__Extract provided__
I feel like nearly everything (stories, books, TV, movies, all artistic mediums and forms, other artists, and colors, and shapes, etc.) influences my practice as an artist. The most essential piece of my creative process, though, which I also consider the most influential, are my long daily walks. This practice calms my mind and gives me time to process, imagine and concept. Observing wild things (plants, trees, animals, insects, etc.) while I am walking is also an integral part of my creative process. One of my favorite things about living (and growing up) in Atlanta has always been the little pockets of wildness in and around the city. They keep me feeling connected and there are an endless array of growing things and critters to observe that I find fascinating. The more difficult piece of this connection is witnessing the loss of natural environments and habitats in Atlanta (and the world)— especially over the last 5 years or so. This change in my landscape (and the global landscape) has really influenced and shaped my concepts and concerns as an artist as well.
Can you talk a little bit about what inspired your proposed installation for this year? And in what ways do you see your piece speaking to this year’s Illumine theme: trees?
Sitting right in the middle of so much change and development, Oakland is a natural respite— one of the little pockets of wildness inv Atlanta that I am so drawn to. The variety of flora and fauna found in its walls is always such a beautiful and welcome surprise. The constantly growing, changing, transforming environment within also feels symbolic for the changes and growth the cemetery itself has experienced through inspecting its own history and growing from realization, accountability and inclusion. No two walks at Oakland are ever the same. The trees are a huge part of the specialness of the cemetery. They are the living witnesses of so much of its history, and by providing homes for so many species, they are also an essential component in drawing the variety of wildlife found in the cemetery. I am always blown away by the bird species I observe while at Oakland as well. My project, a venture of wood veneer Phoenix illuminated from within, was inspired by all of these things and is an attempt to pay homage to the wildness, the trees and the transformation. I have modeled the flock of phoenix after the variety of hawks I have seen on my walks there. I am also making each bird from several different types of wood veneer as an appreciation for, and a symbol of, the incredible variety of trees in Oakland Cemetery.
What can viewers expect when visiting, observing, and interacting with your piece?
An intricately detailed flock of wood veneer phoenix. The design on each bird pays homage to the trees with a contrasting branch pattern under each bird’s wings and tails. My hope is that they will be beautiful to encounter during the day and then transform entirely, once night falls in the cemetery, into bright beings glowing with light.

__Job item__
Reproduce the stretch of the interview from "Can you talk" through "Illumine theme: trees?", changing "installation" to "sculpture".

Source data
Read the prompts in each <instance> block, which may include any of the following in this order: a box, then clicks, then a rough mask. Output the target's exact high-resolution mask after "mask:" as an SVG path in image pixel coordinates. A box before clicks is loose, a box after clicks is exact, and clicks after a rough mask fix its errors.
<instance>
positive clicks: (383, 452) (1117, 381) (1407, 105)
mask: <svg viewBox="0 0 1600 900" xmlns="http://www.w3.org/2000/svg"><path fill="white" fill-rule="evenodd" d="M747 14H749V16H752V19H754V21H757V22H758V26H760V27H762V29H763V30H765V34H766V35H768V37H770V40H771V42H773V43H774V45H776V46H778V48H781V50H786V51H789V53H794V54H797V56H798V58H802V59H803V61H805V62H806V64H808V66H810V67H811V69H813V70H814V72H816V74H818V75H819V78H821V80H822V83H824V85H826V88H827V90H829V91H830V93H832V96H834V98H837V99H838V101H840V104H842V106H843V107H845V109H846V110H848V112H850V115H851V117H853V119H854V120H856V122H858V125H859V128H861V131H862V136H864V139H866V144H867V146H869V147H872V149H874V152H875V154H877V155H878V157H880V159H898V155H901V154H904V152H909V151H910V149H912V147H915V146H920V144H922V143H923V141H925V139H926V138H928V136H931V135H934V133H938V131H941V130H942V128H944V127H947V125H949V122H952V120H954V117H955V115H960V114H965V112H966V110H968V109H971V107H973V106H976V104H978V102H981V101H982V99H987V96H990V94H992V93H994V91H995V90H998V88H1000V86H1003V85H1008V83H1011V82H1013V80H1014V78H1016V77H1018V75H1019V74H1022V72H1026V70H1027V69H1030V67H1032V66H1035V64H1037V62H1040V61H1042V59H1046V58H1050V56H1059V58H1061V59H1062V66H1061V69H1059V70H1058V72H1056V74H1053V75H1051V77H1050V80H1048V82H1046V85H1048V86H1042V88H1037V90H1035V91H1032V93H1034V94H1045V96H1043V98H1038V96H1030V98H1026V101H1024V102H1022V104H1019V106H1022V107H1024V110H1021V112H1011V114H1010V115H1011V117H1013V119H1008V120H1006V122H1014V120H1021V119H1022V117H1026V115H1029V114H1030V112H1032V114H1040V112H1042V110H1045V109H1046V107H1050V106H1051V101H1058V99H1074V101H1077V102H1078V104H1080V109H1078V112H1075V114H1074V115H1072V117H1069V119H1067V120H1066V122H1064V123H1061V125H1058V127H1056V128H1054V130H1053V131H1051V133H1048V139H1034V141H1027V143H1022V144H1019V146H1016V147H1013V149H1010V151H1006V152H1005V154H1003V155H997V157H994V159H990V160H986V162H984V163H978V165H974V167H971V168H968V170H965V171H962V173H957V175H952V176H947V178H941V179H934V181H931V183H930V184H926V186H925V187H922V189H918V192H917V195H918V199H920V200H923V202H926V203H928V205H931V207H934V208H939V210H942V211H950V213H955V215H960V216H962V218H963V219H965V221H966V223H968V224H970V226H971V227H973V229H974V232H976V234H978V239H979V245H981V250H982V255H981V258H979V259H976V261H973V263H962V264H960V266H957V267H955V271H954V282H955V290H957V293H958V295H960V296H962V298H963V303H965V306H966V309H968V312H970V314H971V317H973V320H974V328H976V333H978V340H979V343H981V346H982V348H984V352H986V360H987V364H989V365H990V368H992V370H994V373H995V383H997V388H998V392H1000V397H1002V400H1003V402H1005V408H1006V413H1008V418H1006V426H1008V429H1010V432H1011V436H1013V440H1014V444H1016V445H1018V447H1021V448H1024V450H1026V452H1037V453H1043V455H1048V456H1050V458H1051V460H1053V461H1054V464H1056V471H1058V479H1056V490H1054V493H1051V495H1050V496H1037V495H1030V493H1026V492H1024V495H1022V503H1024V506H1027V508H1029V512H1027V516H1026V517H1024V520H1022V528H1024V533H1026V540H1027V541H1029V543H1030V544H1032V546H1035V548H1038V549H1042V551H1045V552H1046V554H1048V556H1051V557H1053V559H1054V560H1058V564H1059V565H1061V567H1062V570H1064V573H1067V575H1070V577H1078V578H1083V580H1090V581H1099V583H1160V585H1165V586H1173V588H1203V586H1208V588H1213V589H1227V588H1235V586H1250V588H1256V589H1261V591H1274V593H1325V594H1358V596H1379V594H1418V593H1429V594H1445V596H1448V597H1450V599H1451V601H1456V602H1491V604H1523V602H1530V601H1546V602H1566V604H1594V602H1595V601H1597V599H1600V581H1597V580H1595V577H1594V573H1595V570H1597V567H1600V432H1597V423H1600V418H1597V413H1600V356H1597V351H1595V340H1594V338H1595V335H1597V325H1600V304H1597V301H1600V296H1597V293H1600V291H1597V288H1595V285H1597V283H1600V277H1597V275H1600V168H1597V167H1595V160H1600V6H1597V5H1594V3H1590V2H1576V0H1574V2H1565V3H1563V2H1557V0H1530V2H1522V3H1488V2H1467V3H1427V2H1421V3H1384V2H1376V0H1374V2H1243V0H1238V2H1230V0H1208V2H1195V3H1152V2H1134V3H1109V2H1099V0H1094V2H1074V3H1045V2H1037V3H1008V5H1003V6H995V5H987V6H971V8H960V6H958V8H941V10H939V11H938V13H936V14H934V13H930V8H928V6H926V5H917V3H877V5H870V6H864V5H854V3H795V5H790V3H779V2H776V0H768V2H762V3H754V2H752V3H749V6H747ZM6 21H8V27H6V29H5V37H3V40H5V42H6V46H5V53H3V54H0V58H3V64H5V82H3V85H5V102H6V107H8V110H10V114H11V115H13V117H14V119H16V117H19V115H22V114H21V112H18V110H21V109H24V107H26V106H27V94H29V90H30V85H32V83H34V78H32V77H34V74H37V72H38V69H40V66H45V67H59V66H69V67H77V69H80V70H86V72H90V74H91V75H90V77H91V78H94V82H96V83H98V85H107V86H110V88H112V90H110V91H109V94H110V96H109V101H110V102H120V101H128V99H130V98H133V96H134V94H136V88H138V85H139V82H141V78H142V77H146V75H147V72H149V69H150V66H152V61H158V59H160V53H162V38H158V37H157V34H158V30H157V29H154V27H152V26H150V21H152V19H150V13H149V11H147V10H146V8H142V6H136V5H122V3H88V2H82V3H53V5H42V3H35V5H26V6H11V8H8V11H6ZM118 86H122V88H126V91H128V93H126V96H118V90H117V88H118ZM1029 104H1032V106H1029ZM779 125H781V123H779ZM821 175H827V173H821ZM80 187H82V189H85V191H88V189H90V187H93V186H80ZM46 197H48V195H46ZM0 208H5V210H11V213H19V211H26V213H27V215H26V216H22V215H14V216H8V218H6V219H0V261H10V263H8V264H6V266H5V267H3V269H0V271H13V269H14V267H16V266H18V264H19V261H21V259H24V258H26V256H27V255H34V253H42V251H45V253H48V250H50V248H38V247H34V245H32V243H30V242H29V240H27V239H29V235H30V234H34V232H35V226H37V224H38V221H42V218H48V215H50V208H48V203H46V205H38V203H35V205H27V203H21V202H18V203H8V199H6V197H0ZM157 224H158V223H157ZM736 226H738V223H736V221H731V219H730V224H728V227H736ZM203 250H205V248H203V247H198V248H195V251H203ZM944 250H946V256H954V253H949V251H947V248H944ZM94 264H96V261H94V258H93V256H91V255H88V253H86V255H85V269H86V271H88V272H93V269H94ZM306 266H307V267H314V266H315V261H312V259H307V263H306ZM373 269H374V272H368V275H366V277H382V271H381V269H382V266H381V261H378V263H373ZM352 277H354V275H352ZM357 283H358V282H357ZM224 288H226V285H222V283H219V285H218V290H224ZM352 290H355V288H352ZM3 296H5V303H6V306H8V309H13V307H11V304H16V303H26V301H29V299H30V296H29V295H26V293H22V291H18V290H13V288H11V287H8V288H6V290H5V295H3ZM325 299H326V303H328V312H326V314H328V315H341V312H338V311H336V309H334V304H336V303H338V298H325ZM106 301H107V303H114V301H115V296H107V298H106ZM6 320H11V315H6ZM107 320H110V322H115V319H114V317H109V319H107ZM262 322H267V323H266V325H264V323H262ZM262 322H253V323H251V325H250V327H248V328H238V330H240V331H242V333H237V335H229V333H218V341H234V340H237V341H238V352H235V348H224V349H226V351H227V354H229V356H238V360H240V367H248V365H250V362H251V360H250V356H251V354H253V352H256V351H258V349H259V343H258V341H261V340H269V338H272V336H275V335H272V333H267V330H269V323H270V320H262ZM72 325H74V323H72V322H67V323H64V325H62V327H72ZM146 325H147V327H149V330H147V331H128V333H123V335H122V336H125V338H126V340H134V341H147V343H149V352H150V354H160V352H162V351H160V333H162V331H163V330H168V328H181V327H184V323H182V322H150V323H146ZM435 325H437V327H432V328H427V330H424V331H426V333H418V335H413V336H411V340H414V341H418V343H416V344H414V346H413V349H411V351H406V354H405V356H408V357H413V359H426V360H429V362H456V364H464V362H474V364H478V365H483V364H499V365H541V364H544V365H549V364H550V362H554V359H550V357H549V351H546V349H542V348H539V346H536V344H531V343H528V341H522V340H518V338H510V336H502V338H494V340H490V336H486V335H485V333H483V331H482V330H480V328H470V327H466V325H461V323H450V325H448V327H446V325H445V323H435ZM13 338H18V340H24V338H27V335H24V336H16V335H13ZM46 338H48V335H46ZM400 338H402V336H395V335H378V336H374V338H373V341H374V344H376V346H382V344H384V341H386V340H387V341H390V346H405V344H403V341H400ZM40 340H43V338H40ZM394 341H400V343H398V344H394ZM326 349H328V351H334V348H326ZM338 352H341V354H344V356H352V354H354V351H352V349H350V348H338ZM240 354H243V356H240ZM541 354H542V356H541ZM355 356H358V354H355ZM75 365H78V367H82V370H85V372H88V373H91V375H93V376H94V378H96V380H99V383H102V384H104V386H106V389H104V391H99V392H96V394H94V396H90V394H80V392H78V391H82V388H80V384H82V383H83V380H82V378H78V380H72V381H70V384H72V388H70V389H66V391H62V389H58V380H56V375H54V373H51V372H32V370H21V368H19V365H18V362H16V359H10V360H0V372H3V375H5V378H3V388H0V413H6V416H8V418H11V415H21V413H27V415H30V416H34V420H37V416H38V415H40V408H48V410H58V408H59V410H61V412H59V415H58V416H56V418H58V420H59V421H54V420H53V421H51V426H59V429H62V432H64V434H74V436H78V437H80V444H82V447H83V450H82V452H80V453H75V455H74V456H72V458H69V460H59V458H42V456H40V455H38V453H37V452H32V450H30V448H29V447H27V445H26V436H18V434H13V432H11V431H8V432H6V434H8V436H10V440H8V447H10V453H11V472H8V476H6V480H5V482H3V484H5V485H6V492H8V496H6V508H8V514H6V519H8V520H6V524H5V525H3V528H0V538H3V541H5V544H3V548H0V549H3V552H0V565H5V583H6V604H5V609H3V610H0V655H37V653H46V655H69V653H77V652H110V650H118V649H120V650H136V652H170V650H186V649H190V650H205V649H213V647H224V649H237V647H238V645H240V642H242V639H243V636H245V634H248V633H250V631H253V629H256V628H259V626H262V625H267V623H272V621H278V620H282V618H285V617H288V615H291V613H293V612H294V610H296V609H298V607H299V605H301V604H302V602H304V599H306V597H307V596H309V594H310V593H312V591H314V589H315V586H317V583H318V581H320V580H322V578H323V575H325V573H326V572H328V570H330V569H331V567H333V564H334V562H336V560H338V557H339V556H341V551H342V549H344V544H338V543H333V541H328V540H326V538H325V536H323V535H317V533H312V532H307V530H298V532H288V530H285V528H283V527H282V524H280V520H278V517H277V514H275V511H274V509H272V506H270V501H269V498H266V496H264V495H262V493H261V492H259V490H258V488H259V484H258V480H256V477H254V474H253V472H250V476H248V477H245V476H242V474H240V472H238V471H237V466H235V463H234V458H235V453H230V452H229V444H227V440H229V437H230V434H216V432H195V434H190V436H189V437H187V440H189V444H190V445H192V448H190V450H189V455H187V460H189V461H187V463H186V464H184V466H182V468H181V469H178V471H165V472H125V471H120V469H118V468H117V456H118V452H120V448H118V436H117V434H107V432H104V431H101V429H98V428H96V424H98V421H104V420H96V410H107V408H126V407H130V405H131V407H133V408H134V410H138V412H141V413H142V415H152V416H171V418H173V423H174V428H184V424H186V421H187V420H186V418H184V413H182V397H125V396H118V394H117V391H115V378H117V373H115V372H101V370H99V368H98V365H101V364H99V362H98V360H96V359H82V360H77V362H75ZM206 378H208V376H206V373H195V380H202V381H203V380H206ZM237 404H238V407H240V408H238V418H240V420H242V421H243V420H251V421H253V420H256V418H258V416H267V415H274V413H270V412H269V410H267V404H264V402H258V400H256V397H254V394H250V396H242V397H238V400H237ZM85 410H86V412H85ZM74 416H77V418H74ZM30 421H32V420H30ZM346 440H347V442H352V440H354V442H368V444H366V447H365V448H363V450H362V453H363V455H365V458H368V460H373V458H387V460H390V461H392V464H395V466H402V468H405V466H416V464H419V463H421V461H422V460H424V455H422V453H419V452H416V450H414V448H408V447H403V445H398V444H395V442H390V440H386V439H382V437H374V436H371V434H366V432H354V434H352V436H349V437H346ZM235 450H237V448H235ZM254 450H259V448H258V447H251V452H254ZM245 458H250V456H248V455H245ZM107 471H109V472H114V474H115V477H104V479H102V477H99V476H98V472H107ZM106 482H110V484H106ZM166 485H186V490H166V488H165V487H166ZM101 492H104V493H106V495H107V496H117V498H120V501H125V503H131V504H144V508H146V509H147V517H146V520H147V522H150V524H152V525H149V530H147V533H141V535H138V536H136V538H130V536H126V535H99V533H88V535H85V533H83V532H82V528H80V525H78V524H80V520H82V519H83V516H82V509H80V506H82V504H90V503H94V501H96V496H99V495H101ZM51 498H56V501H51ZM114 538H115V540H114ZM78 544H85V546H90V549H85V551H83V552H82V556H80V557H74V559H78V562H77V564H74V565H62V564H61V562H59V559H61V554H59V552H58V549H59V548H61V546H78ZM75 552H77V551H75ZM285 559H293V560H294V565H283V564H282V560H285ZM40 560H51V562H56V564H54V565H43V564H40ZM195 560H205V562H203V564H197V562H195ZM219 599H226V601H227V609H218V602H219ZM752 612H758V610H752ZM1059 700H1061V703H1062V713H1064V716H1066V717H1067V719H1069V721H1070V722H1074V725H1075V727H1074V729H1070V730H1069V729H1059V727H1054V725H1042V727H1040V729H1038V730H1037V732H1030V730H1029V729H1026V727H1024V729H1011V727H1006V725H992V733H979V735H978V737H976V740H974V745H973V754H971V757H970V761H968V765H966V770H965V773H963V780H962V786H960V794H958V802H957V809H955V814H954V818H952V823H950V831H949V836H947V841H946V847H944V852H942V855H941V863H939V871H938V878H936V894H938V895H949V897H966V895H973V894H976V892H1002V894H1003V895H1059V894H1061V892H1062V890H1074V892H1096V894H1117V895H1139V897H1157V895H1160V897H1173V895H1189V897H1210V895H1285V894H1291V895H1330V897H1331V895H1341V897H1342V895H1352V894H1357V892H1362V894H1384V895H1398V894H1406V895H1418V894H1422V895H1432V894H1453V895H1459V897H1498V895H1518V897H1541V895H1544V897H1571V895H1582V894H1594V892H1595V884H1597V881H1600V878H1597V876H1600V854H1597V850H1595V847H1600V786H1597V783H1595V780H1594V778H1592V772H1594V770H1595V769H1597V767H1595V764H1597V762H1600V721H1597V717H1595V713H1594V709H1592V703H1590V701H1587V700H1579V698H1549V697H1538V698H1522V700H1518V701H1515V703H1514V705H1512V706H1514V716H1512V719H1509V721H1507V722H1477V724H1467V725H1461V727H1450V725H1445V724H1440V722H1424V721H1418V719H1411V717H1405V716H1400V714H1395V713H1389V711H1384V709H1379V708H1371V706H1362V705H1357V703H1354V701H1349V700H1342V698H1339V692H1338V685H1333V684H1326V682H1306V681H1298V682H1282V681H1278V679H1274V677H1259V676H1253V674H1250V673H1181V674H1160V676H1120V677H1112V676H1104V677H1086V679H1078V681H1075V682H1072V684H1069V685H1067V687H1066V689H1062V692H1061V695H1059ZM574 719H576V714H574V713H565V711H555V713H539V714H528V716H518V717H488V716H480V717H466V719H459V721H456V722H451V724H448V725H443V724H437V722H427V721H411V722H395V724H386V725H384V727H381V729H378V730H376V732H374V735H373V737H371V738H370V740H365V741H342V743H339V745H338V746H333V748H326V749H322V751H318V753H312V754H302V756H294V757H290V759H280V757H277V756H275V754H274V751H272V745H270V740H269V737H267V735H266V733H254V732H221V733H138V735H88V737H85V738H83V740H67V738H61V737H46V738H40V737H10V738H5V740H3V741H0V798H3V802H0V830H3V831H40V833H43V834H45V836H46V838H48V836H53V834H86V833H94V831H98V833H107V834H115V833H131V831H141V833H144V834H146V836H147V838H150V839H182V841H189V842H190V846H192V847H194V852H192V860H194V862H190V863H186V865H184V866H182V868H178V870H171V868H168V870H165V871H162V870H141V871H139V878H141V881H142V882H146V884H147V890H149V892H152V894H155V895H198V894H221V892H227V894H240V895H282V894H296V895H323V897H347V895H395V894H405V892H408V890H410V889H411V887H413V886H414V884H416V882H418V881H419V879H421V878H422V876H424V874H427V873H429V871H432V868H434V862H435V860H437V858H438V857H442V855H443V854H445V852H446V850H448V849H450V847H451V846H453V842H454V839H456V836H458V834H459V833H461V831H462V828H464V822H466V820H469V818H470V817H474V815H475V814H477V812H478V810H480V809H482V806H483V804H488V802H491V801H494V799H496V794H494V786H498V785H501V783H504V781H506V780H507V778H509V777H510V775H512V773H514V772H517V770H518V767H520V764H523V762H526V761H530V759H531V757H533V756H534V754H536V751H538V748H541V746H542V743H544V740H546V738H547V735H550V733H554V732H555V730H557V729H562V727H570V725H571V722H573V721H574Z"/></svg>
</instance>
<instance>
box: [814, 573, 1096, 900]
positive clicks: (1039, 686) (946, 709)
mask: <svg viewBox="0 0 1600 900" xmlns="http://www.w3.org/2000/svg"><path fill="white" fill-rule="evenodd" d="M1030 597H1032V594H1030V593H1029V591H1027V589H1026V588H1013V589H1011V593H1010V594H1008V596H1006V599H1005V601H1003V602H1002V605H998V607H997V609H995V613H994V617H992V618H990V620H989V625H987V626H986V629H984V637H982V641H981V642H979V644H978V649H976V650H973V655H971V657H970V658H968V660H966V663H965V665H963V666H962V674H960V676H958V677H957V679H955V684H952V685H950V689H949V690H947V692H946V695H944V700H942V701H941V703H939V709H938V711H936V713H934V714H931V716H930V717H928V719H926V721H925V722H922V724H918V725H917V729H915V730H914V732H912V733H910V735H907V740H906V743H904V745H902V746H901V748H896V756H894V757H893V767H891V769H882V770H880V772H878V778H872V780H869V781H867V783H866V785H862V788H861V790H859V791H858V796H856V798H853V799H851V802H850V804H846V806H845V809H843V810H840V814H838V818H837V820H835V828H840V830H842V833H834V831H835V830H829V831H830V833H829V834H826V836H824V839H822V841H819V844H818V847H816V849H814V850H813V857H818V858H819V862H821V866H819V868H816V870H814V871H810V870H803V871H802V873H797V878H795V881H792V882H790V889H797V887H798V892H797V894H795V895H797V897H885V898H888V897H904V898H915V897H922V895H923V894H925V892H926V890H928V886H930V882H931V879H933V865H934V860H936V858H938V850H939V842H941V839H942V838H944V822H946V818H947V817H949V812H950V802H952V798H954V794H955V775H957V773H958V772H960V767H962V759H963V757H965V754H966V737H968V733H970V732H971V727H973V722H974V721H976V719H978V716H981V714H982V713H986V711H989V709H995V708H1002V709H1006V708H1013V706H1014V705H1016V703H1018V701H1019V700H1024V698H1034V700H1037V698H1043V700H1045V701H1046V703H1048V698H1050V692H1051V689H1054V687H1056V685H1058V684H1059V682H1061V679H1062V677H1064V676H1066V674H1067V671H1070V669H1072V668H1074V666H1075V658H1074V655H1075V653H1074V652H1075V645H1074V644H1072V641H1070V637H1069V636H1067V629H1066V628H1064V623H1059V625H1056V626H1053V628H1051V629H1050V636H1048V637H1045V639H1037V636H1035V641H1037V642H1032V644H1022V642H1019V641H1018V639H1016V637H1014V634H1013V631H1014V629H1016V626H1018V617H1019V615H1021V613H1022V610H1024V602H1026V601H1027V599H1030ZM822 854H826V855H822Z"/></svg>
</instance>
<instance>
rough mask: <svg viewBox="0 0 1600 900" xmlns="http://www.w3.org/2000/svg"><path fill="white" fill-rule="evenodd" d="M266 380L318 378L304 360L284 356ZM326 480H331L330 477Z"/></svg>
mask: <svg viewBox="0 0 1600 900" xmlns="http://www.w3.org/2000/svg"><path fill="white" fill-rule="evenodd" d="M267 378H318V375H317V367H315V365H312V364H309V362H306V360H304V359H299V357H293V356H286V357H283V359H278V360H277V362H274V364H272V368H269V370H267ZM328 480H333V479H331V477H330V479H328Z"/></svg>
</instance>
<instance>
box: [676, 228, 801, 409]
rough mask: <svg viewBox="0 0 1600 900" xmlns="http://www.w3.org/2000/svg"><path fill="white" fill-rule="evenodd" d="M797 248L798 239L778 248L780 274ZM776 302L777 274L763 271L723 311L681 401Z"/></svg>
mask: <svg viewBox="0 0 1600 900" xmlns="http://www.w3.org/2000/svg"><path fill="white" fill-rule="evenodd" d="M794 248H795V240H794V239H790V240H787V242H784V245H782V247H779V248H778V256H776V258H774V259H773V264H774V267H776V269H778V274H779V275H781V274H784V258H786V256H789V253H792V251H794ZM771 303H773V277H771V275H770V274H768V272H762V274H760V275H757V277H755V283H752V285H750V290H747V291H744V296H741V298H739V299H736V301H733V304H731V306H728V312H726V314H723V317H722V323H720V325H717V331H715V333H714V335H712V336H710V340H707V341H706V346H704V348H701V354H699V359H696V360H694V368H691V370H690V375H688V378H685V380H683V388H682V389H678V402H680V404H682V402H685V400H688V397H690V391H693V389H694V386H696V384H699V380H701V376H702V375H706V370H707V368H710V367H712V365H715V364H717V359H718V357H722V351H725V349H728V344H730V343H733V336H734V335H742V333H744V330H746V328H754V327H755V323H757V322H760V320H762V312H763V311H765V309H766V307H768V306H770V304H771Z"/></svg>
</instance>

__Answer to the problem__
Can you talk a little bit about what inspired your proposed sculpture for this year? And in what ways do you see your piece speaking to this year’s Illumine theme: trees?